* **Text shown**:
---+---

But one thing that set him apart ― and likely curbed the death toll in Wednesday’s shootings outside a synagogue ― was his choice of weapons. Police say he was armed with homemade guns that jammed repeatedly during the attack. American mass killers, on the other hand, typically strike with a cache of military-style, semiautomatic weaponry.

That’s in part due to Germany’s strict gun laws. Had the Halle shooter had access to better guns, the bloodshed could have been much worse, experts said.

“It’s clear that if he had access to better weapons, the body count would have been higher,” said Vegas Tenold, a journalist and author with the Anti-Defamation League’s Center on Extremism. Tenold tweeted a photo of the shooter’s slam-bang tube, adding, “This is a direct result of Germany’s strict gun laws.”

The shooter, in a gruesome, 36-minute video livestreamed on Twitch, used his improvised guns to kill two people after failing to get inside a synagogue filled with Yom Kippur worshippers.

His guns ― including a so-called slam-bang tube and a homemade 9mm rifle ― repeatedly jammed or failed to fire as he attempted to shoot. He said he wanted to prove the effectiveness of rudimentary weapons in a country that makes it hard to obtain semiautomatic guns.

---+---

Saved entries
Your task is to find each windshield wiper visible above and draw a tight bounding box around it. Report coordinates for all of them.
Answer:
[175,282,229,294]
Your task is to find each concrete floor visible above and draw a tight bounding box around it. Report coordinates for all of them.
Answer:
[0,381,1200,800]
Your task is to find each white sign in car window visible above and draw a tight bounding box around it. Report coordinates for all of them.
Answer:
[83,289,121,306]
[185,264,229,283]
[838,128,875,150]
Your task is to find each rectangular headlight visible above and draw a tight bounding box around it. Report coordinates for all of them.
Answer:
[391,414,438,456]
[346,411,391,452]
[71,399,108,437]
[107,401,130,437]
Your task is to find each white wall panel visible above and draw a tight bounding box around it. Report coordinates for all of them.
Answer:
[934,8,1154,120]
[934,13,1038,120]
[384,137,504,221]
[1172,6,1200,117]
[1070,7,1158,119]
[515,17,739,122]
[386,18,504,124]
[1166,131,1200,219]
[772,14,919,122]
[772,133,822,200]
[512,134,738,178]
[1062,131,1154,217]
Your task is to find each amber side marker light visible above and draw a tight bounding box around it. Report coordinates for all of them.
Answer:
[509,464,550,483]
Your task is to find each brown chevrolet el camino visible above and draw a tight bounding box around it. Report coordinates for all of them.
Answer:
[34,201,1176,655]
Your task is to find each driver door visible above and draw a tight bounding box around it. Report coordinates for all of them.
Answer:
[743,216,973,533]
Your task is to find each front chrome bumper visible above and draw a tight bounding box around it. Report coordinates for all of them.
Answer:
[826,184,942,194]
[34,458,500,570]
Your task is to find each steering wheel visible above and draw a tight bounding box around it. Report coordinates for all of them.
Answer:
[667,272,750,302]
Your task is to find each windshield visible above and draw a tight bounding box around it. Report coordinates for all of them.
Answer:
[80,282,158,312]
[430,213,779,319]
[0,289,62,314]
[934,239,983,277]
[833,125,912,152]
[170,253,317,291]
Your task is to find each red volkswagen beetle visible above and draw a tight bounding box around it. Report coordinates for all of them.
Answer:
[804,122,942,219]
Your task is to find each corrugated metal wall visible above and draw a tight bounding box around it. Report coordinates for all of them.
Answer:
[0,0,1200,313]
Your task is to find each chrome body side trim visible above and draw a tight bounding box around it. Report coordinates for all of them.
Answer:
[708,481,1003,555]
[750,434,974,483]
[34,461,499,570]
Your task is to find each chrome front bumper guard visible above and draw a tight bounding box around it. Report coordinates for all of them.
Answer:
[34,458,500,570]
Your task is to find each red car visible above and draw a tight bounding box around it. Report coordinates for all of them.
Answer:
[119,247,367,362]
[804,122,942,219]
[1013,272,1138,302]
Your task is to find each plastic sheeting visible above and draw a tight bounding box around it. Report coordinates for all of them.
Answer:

---+---

* **Task instructions**: Update the excerpt on the Halle shooting by writing out the part starting at "But one thing" and ending at "worse, experts said.", with "homemade guns" changed to "improvised firearms".

* **Complete answer**:
But one thing that set him apart ― and likely curbed the death toll in Wednesday’s shootings outside a synagogue ― was his choice of weapons. Police say he was armed with improvised firearms that jammed repeatedly during the attack. American mass killers, on the other hand, typically strike with a cache of military-style, semiautomatic weaponry.

That’s in part due to Germany’s strict gun laws. Had the Halle shooter had access to better guns, the bloodshed could have been much worse, experts said.